Point-per-instance localization data:

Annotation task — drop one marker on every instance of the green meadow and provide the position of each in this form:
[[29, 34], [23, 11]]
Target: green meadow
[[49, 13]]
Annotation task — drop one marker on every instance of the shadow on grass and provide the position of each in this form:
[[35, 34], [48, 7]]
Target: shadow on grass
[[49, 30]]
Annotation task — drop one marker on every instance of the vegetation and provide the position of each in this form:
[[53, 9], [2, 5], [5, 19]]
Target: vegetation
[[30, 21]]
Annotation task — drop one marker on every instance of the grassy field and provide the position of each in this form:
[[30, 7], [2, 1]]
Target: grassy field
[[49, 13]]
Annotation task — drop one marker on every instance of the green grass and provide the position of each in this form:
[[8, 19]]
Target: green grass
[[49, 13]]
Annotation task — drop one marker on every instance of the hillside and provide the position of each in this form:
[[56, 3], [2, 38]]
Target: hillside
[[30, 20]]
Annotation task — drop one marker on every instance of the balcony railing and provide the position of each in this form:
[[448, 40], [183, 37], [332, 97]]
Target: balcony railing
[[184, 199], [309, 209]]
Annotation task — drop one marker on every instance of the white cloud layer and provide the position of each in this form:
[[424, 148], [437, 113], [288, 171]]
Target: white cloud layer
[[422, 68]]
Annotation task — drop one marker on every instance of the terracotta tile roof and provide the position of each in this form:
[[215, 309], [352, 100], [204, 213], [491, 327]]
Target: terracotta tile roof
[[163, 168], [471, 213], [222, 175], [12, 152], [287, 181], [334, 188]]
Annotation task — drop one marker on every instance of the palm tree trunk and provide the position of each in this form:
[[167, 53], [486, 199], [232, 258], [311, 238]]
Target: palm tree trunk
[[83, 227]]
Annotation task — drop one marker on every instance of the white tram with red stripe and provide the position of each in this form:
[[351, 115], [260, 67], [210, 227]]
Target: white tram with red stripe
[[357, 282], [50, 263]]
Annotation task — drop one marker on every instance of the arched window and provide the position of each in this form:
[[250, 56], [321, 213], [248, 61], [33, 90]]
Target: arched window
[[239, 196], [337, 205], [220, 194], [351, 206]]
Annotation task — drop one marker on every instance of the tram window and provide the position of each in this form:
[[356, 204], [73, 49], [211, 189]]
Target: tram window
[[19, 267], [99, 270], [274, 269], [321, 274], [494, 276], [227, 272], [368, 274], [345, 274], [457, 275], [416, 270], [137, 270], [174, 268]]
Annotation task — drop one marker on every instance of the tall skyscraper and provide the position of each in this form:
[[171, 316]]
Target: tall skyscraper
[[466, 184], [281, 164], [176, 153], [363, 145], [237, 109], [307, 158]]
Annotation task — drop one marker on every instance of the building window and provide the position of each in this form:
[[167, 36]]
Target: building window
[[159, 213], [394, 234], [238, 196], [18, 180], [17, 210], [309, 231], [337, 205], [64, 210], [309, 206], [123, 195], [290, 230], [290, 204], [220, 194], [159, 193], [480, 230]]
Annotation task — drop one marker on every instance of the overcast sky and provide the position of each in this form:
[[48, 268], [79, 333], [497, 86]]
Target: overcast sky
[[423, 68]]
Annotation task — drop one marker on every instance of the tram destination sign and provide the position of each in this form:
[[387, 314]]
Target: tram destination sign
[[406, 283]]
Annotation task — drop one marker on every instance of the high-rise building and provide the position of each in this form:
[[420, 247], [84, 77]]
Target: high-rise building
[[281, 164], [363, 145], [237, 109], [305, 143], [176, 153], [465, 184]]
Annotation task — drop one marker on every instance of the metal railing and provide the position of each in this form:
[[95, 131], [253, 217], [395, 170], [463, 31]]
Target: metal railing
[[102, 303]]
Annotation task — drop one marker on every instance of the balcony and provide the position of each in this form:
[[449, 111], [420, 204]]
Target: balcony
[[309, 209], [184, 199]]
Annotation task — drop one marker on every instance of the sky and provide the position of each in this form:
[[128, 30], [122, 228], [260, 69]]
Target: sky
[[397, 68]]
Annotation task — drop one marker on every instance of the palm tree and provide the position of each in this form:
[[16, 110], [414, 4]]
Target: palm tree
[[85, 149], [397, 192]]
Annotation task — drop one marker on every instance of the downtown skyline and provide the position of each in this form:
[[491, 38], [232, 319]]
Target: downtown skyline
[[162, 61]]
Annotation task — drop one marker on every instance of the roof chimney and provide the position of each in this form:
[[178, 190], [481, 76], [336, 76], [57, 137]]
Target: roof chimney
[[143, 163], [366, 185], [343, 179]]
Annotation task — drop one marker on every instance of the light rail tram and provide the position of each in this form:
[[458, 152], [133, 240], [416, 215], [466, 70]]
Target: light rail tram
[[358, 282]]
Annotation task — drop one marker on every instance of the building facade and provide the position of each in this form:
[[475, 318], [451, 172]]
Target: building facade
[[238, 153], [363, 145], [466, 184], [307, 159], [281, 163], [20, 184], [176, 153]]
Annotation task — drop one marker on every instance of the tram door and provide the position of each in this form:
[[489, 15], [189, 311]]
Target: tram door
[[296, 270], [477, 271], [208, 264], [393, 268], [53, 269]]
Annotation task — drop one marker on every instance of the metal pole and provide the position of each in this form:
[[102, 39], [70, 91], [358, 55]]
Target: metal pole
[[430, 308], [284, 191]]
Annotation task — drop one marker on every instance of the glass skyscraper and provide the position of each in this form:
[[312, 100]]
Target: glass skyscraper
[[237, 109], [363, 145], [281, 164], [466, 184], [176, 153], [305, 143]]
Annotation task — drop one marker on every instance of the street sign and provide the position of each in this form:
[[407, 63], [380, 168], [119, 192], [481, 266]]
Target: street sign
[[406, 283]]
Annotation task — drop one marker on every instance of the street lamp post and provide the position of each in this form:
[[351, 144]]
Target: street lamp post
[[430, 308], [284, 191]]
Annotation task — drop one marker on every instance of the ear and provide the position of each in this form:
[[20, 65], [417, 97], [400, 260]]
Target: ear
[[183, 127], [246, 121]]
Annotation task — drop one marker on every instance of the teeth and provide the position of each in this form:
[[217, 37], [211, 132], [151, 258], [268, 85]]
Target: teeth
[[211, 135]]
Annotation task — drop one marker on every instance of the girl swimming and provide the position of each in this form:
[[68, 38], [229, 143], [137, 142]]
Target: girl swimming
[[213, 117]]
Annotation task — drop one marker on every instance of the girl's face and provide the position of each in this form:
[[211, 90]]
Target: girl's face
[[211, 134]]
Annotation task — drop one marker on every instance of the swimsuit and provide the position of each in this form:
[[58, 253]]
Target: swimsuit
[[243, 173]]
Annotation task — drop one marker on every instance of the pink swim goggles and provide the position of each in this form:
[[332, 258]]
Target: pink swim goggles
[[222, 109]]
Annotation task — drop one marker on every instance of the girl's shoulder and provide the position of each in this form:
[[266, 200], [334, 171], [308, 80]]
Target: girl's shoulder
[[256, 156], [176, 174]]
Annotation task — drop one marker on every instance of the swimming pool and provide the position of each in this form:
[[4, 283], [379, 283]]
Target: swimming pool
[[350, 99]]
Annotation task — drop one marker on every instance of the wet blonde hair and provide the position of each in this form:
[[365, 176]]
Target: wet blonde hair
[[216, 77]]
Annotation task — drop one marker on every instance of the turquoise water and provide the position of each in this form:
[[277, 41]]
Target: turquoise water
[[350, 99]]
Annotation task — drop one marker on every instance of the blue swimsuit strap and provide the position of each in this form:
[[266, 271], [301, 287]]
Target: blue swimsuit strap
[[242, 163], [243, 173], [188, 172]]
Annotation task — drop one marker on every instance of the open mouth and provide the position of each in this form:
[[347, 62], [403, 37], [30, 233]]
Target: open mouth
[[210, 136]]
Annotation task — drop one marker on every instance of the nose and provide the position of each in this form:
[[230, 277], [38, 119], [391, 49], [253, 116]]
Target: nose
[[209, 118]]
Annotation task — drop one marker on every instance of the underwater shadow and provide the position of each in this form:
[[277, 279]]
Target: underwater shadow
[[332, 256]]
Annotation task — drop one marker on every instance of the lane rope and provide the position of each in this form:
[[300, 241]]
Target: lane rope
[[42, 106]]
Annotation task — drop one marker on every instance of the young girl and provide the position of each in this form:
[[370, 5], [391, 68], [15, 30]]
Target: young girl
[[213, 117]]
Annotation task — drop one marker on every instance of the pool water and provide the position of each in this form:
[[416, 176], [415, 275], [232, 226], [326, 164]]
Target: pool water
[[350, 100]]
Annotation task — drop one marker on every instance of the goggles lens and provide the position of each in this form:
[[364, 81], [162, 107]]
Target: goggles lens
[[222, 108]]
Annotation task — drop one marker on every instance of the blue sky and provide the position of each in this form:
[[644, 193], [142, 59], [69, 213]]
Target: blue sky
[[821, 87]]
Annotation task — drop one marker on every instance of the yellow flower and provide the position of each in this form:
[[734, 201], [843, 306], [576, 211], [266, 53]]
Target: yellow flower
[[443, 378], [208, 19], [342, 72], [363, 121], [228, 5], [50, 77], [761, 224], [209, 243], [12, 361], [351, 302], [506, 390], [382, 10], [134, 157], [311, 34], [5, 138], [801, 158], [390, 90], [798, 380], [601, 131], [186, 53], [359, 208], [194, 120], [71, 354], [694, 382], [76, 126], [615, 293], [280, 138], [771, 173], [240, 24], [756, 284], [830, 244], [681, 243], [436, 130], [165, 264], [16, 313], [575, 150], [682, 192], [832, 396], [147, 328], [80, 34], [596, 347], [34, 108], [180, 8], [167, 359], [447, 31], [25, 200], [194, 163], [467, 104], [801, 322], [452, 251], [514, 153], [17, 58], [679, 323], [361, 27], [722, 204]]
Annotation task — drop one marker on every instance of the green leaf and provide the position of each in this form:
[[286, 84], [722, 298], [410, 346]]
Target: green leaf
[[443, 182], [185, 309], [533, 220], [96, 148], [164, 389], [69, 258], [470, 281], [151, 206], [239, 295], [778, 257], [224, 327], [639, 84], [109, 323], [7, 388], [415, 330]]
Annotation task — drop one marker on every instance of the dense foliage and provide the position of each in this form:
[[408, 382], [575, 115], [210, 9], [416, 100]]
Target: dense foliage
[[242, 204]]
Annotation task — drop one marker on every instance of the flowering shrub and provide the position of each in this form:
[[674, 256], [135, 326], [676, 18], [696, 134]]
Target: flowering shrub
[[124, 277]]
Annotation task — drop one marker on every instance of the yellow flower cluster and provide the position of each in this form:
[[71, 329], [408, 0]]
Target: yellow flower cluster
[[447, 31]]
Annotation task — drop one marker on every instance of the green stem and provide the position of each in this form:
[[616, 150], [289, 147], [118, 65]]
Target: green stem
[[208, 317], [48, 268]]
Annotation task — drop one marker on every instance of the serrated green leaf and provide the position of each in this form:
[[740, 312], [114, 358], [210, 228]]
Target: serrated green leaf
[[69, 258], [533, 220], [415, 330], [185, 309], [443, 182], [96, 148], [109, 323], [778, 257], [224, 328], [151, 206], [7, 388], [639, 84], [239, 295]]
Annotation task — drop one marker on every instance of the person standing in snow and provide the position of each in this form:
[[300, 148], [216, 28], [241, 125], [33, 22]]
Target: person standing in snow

* Work item
Copy out, in full, each line above that has the word "person" in it.

* Solution to this task
Annotation task — drop one marker on every instance of the person standing in snow and provide the position of each in this form:
Target: person standing in snow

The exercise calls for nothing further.